Page »
____________________

Live at HiFi Club on Monday, 23rd February 2009
The first band, Acrobats of Crete have their very own man to introduce them, who does a very good job rousing the crowd into some level of attention. Acrobats begin with an interesting guitar intro that is joined by the drums, and the vibe is already starting to get exciting.
The atmosphere of the intro is somewhat destroyed by the singer's addition of the customary word 'shit' just for the hell of it, but the band manage to push on and energetic guitar launches them into their first song.
Possibly one of the heaviest bands I have heard at the Hi Fi Club, Acrobats of Crete are exciting to watch, with well planned vocals, interesting rhythm sections which are all strung together well and even room for a little humour, with the music breaking right down and the singer declaring 'Jazz!' over the din.

____________________

Required task a » In the rows below, copy out everything from the line containing "of man's bare" down to the line containing "top-left (345, 322), bottom-right (437, 472)", both lines included, word for word.

____________________

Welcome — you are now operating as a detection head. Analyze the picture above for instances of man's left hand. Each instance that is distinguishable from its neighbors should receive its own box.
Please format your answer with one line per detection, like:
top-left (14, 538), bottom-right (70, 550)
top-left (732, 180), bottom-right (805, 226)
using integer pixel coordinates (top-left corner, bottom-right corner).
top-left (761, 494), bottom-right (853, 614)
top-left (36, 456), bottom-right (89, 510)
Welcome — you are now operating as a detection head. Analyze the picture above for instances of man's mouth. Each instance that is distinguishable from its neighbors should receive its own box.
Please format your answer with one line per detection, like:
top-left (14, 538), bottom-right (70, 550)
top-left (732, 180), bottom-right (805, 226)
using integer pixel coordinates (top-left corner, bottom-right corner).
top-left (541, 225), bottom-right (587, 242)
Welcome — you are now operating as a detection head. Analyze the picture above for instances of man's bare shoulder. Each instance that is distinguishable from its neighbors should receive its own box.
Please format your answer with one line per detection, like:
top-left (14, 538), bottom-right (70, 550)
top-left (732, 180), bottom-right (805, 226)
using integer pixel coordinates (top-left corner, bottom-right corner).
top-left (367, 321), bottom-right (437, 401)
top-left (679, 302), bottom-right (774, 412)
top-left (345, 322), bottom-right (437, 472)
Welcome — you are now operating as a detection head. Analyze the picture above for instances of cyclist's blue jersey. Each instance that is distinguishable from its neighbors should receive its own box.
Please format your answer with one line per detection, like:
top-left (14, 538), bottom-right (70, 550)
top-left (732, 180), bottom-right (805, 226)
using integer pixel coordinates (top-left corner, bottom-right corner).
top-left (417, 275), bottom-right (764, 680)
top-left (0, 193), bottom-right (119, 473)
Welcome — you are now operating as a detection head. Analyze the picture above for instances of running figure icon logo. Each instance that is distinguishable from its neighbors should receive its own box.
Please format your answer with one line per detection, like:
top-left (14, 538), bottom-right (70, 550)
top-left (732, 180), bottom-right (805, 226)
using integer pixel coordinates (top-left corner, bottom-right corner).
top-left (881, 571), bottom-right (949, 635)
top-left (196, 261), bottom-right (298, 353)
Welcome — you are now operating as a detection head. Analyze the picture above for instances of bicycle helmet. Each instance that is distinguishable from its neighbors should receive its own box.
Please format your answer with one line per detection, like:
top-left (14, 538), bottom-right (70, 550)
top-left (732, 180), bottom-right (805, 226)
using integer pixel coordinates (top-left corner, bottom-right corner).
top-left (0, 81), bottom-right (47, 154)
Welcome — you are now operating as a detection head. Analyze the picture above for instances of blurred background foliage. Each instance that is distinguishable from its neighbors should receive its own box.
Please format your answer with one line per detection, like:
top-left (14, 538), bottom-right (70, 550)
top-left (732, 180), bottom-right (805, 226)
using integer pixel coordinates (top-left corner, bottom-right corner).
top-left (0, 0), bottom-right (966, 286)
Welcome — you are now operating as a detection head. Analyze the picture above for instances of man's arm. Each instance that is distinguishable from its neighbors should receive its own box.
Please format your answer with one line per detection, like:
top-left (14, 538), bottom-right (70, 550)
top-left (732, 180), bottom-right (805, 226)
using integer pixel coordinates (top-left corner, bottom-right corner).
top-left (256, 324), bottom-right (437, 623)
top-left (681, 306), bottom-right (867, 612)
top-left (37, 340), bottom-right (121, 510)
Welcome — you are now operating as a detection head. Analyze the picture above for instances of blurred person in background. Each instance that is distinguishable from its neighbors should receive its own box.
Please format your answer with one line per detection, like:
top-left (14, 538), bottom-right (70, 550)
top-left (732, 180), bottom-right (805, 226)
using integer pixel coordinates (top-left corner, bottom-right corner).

____________________

Required task b » Pull out the full concert review above and reproduce it word for word.

Full output a »
Welcome — you are now operating as a detection head. Analyze the picture above for instances of man's bare shoulder. Each instance that is distinguishable from its neighbors should receive its own box.
Please format your answer with one line per detection, like:
top-left (14, 538), bottom-right (70, 550)
top-left (732, 180), bottom-right (805, 226)
using integer pixel coordinates (top-left corner, bottom-right corner).
top-left (367, 321), bottom-right (437, 401)
top-left (679, 302), bottom-right (774, 412)
top-left (345, 322), bottom-right (437, 472)

Full output b »
Live at HiFi Club on Monday, 23rd February 2009
The first band, Acrobats of Crete have their very own man to introduce them, who does a very good job rousing the crowd into some level of attention. Acrobats begin with an interesting guitar intro that is joined by the drums, and the vibe is already starting to get exciting.
The atmosphere of the intro is somewhat destroyed by the singer's addition of the customary word 'shit' just for the hell of it, but the band manage to push on and energetic guitar launches them into their first song.
Possibly one of the heaviest bands I have heard at the Hi Fi Club, Acrobats of Crete are exciting to watch, with well planned vocals, interesting rhythm sections which are all strung together well and even room for a little humour, with the music breaking right down and the singer declaring 'Jazz!' over the din.